++++ Entries shown ++++
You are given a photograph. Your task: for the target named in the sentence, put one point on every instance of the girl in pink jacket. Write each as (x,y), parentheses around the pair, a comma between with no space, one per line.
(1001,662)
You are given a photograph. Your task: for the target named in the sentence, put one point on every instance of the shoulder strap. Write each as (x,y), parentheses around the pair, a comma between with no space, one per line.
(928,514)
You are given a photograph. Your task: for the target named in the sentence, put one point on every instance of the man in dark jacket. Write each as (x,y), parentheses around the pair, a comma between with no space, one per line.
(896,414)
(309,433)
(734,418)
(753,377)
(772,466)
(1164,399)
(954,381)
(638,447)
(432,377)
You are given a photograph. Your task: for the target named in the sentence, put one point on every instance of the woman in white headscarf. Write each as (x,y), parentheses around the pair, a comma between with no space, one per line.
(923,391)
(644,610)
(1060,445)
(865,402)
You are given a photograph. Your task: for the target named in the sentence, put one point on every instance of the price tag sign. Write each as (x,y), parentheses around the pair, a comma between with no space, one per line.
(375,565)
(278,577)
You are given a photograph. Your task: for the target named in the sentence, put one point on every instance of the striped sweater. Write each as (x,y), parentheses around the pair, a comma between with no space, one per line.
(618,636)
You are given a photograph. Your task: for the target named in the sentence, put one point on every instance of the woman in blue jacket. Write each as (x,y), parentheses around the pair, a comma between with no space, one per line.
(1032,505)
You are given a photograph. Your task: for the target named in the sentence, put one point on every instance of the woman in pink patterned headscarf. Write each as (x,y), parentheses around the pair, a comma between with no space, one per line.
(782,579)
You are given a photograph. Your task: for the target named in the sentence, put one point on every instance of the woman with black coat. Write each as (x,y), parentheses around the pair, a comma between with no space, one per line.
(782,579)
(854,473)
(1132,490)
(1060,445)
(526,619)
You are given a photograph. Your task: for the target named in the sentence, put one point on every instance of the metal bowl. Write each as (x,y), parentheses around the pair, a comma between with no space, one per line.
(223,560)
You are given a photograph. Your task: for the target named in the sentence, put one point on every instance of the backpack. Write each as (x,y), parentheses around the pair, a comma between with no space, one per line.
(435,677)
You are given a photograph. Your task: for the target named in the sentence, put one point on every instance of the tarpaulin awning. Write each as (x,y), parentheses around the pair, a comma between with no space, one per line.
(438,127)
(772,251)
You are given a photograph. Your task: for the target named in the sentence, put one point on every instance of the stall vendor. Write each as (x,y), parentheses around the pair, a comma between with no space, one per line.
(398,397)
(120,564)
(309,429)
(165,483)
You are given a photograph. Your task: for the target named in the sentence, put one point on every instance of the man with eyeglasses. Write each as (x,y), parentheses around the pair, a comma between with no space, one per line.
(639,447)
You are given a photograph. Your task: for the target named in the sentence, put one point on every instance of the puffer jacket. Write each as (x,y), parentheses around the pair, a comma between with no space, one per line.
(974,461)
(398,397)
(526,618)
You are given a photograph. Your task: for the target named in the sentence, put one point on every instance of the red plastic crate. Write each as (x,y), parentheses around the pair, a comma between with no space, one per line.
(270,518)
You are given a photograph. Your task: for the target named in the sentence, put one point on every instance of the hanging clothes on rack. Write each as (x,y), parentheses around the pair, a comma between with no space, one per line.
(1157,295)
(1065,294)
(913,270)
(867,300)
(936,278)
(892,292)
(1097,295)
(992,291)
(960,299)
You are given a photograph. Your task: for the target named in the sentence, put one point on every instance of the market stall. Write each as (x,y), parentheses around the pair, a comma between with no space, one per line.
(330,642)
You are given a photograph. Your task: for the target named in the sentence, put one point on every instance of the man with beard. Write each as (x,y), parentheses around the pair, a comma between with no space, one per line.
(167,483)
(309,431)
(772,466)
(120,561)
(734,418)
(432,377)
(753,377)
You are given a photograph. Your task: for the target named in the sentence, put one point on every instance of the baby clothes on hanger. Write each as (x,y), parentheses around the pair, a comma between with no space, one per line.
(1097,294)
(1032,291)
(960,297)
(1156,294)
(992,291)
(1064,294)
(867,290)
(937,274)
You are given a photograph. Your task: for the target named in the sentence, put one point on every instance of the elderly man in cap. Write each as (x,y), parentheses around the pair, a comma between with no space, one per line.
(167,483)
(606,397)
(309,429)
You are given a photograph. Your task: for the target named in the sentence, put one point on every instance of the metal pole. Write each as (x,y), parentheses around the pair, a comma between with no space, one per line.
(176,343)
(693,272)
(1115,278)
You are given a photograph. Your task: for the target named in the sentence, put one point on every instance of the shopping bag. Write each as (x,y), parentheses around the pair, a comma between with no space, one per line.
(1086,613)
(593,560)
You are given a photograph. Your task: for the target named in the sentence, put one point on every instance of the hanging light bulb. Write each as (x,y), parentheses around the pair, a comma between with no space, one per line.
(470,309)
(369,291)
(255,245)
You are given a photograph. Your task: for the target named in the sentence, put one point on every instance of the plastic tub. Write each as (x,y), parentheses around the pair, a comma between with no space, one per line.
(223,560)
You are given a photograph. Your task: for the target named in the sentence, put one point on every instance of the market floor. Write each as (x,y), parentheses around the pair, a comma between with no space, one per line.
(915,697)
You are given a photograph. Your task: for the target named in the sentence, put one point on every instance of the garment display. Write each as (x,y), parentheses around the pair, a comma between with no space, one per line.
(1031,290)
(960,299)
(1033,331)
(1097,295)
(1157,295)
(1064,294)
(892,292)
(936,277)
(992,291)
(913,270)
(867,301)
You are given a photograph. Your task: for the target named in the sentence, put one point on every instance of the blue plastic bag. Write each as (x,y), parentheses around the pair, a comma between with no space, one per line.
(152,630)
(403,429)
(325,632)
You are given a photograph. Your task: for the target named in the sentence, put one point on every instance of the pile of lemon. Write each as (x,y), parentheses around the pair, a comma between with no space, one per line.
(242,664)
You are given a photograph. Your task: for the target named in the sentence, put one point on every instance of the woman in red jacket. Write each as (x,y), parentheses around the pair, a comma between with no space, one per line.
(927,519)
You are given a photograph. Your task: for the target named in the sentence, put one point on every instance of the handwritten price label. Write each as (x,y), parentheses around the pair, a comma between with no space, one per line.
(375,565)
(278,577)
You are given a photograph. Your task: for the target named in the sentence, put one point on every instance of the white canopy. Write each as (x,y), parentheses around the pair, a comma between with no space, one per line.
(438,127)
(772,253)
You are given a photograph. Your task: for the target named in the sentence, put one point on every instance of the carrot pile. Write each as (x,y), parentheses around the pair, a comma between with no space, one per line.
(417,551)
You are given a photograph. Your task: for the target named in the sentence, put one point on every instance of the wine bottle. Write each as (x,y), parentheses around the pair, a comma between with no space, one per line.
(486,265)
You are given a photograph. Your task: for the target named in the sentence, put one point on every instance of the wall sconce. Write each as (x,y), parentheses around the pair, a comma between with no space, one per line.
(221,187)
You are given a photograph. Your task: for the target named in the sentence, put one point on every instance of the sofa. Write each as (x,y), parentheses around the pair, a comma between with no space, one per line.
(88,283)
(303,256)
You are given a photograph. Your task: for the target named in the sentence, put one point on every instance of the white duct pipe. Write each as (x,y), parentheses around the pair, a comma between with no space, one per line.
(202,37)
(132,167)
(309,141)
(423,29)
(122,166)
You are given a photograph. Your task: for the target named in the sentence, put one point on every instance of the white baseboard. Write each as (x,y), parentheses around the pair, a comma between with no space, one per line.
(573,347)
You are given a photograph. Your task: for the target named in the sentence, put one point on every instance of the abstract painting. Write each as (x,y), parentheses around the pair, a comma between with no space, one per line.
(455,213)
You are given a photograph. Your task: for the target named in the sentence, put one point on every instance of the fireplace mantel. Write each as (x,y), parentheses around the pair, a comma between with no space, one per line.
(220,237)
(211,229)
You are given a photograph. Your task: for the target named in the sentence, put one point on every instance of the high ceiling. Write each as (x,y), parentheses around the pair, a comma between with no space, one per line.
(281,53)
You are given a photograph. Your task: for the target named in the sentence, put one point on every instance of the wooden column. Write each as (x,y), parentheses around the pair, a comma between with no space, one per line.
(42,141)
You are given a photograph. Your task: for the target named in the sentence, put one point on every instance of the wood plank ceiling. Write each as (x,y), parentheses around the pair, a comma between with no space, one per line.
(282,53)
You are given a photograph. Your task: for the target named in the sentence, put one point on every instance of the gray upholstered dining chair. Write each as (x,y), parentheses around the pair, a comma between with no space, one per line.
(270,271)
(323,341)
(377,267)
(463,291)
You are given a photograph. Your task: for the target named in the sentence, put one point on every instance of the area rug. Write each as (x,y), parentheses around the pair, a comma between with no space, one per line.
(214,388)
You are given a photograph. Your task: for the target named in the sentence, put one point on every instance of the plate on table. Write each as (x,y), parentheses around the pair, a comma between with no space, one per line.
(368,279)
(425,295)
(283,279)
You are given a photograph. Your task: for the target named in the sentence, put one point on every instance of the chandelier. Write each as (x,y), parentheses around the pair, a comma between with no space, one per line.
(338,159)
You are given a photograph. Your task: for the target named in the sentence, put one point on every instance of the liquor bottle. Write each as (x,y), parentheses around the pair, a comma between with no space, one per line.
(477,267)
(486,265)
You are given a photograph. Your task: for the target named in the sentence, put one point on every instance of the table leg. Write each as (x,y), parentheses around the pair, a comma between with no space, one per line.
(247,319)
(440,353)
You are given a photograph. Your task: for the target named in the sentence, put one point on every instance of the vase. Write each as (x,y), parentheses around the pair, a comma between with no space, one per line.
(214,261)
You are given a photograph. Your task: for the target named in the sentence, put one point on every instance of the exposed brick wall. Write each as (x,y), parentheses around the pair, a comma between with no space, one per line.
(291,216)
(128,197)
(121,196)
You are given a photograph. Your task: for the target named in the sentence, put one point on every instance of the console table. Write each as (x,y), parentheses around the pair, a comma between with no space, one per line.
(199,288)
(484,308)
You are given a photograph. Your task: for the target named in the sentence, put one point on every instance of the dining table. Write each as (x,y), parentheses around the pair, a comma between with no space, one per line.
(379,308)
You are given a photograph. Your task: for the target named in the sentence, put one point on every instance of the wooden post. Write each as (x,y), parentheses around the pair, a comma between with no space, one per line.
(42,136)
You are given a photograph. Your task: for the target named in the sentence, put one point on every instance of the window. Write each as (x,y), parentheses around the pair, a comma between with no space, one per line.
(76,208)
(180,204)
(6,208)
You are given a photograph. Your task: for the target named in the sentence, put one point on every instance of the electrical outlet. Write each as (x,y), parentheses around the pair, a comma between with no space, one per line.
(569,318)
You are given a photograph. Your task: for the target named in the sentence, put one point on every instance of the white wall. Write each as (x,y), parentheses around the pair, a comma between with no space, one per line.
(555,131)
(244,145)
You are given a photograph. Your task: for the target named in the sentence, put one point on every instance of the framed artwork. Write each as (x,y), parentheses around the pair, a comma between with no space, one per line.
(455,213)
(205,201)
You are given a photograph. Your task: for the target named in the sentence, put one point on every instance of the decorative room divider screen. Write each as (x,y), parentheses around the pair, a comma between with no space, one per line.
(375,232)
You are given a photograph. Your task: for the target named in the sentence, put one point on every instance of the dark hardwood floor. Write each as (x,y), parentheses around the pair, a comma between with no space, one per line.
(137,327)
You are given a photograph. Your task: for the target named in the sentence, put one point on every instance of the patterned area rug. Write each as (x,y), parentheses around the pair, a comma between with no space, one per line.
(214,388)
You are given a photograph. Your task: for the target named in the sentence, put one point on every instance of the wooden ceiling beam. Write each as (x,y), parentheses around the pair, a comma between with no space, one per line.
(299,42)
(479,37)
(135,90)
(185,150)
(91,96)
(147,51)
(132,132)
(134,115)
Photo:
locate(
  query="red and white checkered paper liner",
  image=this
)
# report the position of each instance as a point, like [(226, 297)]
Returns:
++++
# [Given exercise]
Write out only what runs from the line holding "of the patterned" through the last line of the records, exactly as shown.

# [Result of the exercise]
You are given a photograph. Your task: for the target named in the sentence, put one point on every instance of the patterned area rug. Write each as (x,y), parentheses around the pair, a comma between with no space, one per line.
(214,388)
You are given a photograph. Your task: for the target named in the sentence, put one point on every instance of the wooden ceiling beam. Write each as (x,y), parentheses around the pair, a comma between with no space, one per line.
(299,42)
(479,37)
(135,90)
(185,150)
(91,96)
(147,51)
(132,132)
(134,115)
Photo:
locate(
  query="red and white checkered paper liner",
  image=this
)
# report the position of each instance as a point, like [(226, 297)]
Returns:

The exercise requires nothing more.